**What is expected**
Copy out, exactly as given, every line from the line with "Per instance of the red" to the end of the listing, both of those lines included.

(Photo-based point labeling data)

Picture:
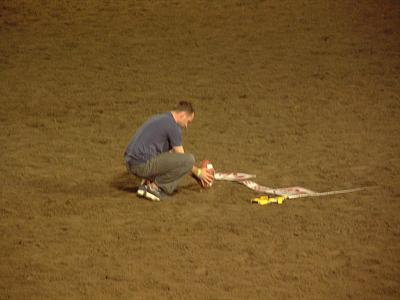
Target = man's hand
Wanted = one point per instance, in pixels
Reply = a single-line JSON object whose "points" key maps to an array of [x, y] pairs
{"points": [[207, 177]]}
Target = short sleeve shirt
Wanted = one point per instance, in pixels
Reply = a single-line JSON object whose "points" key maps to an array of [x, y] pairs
{"points": [[159, 134]]}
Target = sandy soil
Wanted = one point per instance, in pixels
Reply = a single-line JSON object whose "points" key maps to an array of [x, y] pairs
{"points": [[298, 92]]}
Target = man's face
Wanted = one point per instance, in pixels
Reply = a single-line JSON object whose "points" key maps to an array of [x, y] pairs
{"points": [[185, 119]]}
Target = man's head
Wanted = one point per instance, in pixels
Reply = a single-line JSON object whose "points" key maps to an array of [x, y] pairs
{"points": [[183, 113]]}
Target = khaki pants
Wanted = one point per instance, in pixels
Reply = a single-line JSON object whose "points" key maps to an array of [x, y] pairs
{"points": [[165, 170]]}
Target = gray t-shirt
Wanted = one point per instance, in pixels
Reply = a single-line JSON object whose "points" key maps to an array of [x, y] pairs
{"points": [[159, 134]]}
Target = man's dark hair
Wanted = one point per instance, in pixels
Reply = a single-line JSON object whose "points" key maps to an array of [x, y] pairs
{"points": [[184, 106]]}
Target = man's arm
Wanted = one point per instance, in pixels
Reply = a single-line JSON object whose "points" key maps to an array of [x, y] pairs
{"points": [[203, 174], [178, 149]]}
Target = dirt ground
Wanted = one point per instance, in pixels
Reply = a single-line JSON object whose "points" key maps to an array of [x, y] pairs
{"points": [[297, 92]]}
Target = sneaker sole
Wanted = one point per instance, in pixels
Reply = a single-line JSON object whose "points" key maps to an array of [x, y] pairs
{"points": [[149, 196], [141, 193]]}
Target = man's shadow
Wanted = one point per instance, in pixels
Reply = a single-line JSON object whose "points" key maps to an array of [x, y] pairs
{"points": [[128, 183], [125, 182]]}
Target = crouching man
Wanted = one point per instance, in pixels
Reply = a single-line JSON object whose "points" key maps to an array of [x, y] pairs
{"points": [[156, 154]]}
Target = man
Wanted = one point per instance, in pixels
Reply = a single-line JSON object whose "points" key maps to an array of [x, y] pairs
{"points": [[156, 154]]}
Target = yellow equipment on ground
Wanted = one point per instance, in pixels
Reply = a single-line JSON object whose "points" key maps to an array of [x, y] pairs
{"points": [[264, 200]]}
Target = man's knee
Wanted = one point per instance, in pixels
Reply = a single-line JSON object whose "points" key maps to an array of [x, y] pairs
{"points": [[189, 161]]}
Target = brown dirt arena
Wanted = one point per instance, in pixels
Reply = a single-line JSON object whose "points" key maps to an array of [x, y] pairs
{"points": [[297, 92]]}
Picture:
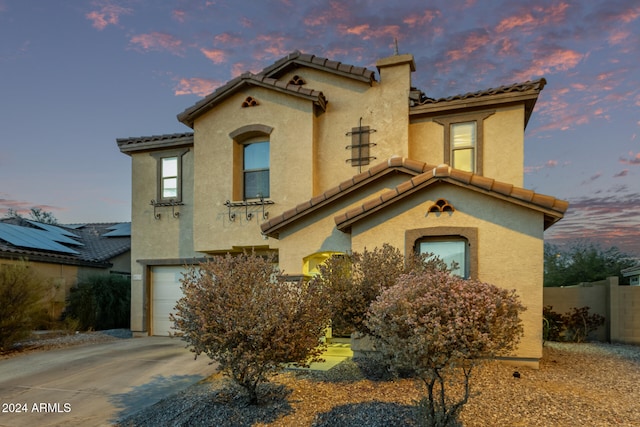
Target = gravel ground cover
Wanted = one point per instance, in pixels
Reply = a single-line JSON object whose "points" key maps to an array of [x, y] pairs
{"points": [[591, 384], [577, 384], [48, 340]]}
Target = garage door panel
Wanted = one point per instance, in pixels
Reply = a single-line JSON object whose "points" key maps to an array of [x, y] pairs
{"points": [[165, 292]]}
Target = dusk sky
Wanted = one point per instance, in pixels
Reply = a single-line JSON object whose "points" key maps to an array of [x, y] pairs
{"points": [[75, 75]]}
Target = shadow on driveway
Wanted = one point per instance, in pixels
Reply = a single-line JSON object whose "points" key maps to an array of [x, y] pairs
{"points": [[146, 395]]}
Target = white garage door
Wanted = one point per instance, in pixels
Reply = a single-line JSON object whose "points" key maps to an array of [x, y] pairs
{"points": [[165, 293]]}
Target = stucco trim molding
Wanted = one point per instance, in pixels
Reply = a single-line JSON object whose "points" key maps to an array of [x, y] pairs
{"points": [[249, 131]]}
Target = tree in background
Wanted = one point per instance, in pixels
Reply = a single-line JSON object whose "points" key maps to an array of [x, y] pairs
{"points": [[440, 326], [583, 262], [21, 306], [243, 313], [35, 214], [101, 301]]}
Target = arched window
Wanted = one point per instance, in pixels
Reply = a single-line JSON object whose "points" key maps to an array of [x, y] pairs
{"points": [[453, 250], [255, 170], [252, 162]]}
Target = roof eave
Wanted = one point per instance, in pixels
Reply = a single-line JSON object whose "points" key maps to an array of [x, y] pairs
{"points": [[129, 148], [345, 221], [469, 103]]}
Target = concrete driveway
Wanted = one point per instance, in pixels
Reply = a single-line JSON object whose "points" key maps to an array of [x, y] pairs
{"points": [[97, 384]]}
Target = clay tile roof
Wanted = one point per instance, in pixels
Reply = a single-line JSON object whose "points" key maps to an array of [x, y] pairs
{"points": [[189, 115], [411, 167], [298, 59], [127, 145], [535, 85], [552, 208]]}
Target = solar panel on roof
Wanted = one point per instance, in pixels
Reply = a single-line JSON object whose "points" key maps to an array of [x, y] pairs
{"points": [[25, 237], [53, 229]]}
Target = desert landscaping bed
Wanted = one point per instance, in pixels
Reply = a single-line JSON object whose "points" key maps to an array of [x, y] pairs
{"points": [[577, 384]]}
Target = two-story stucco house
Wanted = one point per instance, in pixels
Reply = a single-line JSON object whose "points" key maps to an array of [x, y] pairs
{"points": [[311, 157]]}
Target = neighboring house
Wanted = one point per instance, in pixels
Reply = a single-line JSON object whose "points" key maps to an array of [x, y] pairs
{"points": [[64, 254], [311, 157]]}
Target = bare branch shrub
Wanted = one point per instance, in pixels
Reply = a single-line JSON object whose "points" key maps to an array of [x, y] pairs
{"points": [[21, 302], [353, 281], [439, 327], [242, 313]]}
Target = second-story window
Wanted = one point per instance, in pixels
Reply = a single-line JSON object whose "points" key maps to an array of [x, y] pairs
{"points": [[169, 177], [256, 170], [463, 146]]}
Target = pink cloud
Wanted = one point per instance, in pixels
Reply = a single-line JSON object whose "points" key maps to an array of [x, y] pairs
{"points": [[527, 21], [228, 39], [217, 56], [196, 86], [618, 36], [548, 165], [157, 42], [179, 15], [421, 19], [107, 14], [325, 16], [471, 44], [552, 61]]}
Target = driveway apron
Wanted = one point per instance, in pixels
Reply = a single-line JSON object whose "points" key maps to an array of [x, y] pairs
{"points": [[97, 384]]}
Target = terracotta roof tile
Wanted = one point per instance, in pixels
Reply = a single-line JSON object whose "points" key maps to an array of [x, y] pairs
{"points": [[482, 182], [522, 194], [297, 58], [395, 161], [318, 199], [303, 206], [411, 167], [130, 144], [189, 115], [461, 175], [502, 188], [543, 200], [414, 165], [445, 173]]}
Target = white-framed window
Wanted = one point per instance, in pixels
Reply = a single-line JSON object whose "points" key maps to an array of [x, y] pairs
{"points": [[169, 177], [255, 170], [453, 250], [463, 146]]}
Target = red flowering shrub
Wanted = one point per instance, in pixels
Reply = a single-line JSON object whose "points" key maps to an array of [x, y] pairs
{"points": [[353, 281], [242, 313], [439, 326]]}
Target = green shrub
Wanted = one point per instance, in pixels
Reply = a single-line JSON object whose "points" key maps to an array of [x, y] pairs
{"points": [[21, 292], [574, 326], [101, 302], [439, 327], [243, 313], [355, 280]]}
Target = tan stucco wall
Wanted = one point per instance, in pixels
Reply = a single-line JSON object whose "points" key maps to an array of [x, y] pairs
{"points": [[504, 145], [164, 238], [594, 295], [510, 244], [58, 279]]}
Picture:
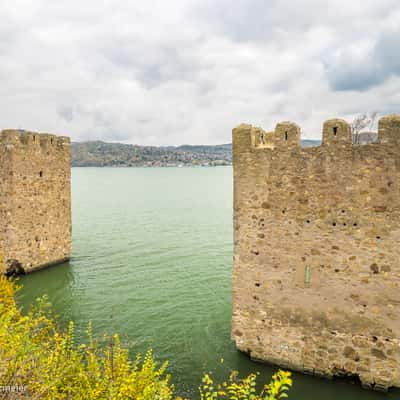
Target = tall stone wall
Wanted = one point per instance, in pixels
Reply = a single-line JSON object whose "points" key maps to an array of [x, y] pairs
{"points": [[316, 280], [35, 205]]}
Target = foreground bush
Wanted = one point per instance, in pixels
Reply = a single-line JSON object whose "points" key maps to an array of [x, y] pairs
{"points": [[39, 361]]}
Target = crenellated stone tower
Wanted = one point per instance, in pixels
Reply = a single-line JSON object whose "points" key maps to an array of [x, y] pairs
{"points": [[35, 201], [316, 279]]}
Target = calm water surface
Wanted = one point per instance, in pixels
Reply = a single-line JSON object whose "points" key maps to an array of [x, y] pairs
{"points": [[152, 254]]}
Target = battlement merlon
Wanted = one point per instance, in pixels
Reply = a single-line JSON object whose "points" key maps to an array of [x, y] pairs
{"points": [[336, 133], [33, 139]]}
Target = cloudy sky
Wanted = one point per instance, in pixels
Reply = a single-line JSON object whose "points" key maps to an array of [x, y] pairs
{"points": [[171, 72]]}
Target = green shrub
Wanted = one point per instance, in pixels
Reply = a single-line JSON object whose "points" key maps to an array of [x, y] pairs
{"points": [[37, 355]]}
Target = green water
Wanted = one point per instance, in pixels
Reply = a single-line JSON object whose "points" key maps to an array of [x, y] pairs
{"points": [[152, 255]]}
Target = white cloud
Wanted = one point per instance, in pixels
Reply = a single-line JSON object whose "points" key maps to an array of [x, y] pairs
{"points": [[188, 71]]}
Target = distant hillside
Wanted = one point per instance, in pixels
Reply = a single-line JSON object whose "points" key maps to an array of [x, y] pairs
{"points": [[102, 154]]}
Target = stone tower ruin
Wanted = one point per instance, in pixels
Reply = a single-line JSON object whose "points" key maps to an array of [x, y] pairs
{"points": [[35, 201], [316, 279]]}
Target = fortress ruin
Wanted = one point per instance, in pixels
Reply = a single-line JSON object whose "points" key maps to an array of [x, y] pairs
{"points": [[316, 279], [35, 205]]}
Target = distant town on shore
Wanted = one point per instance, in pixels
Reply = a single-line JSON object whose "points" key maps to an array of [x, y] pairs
{"points": [[104, 154]]}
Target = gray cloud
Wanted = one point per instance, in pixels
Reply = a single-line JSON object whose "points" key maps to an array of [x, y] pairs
{"points": [[187, 72]]}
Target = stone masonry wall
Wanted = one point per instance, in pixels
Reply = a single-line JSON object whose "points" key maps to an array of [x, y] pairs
{"points": [[35, 205], [316, 281]]}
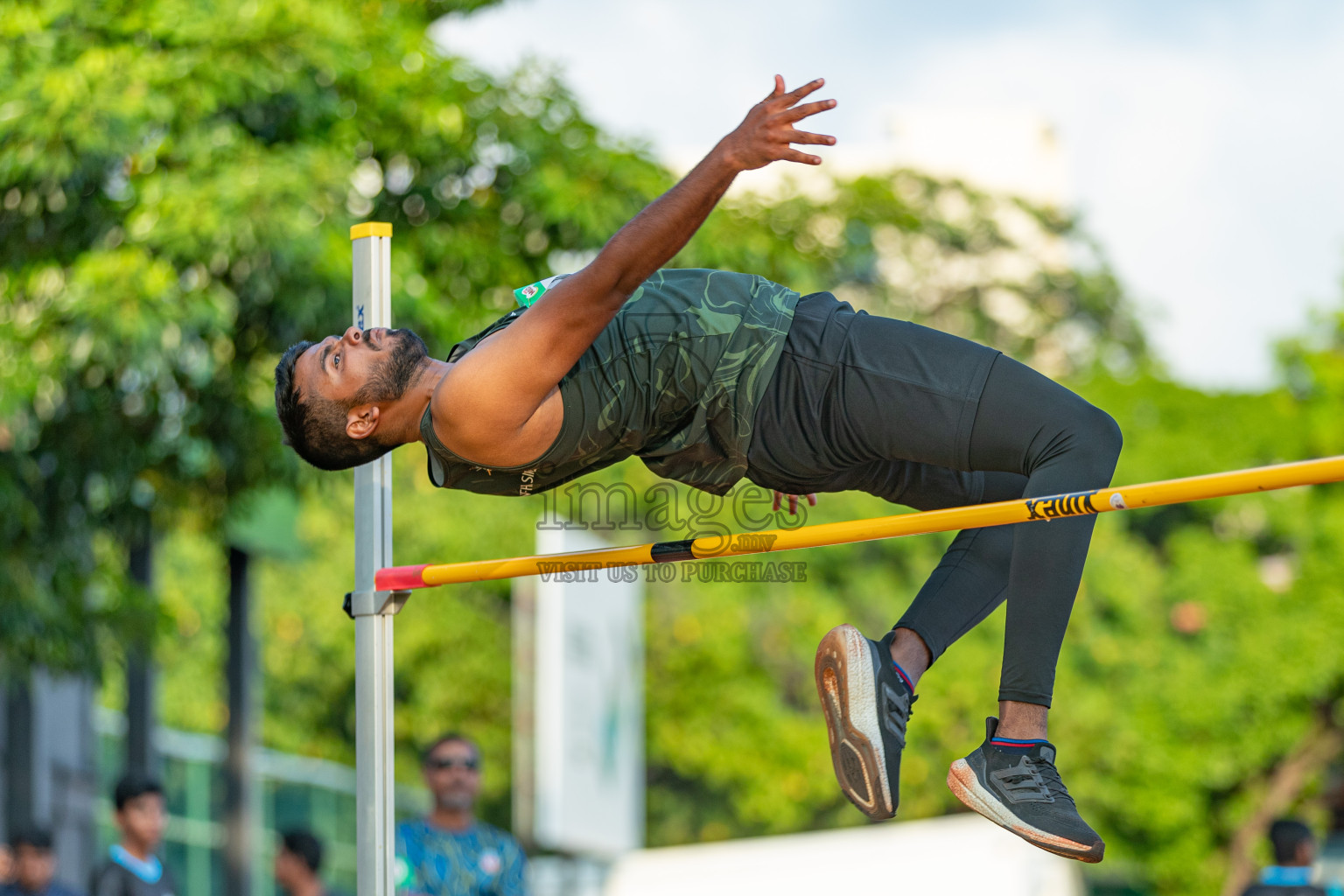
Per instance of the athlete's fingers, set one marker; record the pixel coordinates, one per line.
(804, 90)
(807, 109)
(808, 137)
(794, 155)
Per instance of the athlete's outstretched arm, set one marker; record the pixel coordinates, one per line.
(500, 384)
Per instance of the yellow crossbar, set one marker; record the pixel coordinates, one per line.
(1195, 488)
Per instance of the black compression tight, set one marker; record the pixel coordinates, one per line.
(1031, 437)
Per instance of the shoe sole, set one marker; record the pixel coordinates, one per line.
(967, 788)
(848, 692)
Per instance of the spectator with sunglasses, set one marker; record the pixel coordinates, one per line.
(451, 852)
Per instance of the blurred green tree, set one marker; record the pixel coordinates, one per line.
(176, 180)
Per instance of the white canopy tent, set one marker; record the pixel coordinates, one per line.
(950, 856)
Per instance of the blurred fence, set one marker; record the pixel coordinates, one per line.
(290, 792)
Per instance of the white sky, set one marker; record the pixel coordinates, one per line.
(1203, 140)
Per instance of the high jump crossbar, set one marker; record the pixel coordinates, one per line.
(1195, 488)
(381, 589)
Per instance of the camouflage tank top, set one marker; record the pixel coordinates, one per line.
(674, 379)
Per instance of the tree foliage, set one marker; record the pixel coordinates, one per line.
(176, 182)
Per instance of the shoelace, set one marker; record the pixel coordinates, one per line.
(1048, 777)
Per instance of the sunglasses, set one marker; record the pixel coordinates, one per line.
(449, 762)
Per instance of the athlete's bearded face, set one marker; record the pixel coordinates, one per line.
(361, 367)
(393, 369)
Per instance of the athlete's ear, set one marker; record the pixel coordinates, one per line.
(361, 421)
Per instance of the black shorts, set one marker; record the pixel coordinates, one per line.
(870, 403)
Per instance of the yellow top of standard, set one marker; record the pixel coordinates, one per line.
(371, 228)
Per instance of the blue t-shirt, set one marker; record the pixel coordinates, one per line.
(480, 861)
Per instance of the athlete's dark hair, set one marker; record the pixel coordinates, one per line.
(1288, 835)
(133, 786)
(32, 837)
(446, 738)
(315, 426)
(304, 845)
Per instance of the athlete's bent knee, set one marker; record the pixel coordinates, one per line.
(1100, 436)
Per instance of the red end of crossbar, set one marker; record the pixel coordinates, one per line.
(399, 578)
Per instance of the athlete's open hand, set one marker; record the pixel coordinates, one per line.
(767, 132)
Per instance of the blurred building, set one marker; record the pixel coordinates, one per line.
(50, 777)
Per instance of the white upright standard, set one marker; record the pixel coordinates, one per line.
(374, 610)
(589, 704)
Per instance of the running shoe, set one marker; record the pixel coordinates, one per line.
(867, 705)
(1023, 793)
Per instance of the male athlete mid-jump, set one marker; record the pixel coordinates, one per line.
(711, 376)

**Problem solution**
Per instance of the red end of crossbar, set one marker; record the pixel coordinates, one per line.
(399, 578)
Per instance of the athlete's open hand, set one marker; record the pixel coordinates, one per line.
(767, 132)
Per instance of the blurred building, set one marker; record the pixel coordinates, one per line.
(50, 777)
Per instance of the white upright standard, set one marker; record the pixel coordinates, one per line.
(374, 610)
(589, 704)
Per instance of the running shoe, set one marker; record the pixel coordinates, one per line.
(867, 705)
(1023, 793)
Per instance of the male athlete mid-jump, set one marker; record the pixel coordinates, one per line.
(711, 376)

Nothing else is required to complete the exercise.